* [Data for processing]:
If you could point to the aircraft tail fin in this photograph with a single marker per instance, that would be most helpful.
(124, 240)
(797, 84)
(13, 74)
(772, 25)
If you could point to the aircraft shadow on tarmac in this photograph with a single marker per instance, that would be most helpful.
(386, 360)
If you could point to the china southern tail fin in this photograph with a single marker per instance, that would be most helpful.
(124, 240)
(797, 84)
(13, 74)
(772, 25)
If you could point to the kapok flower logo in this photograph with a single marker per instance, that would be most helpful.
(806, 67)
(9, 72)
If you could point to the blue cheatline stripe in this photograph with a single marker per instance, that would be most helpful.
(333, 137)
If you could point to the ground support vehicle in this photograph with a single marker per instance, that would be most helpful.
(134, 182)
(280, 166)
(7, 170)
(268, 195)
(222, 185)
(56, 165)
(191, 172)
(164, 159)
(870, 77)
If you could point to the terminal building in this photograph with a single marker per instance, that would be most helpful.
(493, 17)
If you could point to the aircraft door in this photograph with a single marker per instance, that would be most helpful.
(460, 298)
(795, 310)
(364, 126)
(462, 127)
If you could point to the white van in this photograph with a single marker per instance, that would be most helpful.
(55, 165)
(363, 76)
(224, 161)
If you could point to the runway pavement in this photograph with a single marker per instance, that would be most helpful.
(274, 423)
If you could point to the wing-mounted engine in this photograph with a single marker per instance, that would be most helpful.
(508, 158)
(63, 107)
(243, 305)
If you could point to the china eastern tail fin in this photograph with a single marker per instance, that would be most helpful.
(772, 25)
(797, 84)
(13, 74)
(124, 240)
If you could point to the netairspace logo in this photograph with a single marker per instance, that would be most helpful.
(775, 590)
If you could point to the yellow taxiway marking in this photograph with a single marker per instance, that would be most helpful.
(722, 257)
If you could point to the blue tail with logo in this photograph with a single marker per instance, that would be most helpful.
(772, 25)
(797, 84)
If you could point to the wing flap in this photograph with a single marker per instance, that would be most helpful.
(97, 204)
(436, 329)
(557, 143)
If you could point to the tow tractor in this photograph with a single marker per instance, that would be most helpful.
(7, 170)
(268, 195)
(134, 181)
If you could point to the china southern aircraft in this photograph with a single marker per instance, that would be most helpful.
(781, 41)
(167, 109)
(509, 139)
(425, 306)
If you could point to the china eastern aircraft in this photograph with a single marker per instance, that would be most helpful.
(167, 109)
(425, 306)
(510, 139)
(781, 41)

* [Task description]:
Repeat only the stretch of lines that begins at the line containing "If you could point to the wing flap" and ends at the last line above, both included.

* [Exercise result]:
If you could point to the wing flap in this photograph with a single marker per instance, that would be most helpful.
(97, 204)
(436, 329)
(557, 143)
If you could point to the tow tractor in this photograph with a single marker per instance, that would be most helpful.
(7, 170)
(268, 195)
(134, 181)
If you could point to the china southern aircraft in this photograph with a single marker per instance, that would be most helpful.
(781, 41)
(167, 109)
(509, 139)
(425, 306)
If you could point to the china eastern aircraft in this photograph with a single marker per instance, that would be most helpful.
(167, 109)
(425, 306)
(510, 139)
(781, 41)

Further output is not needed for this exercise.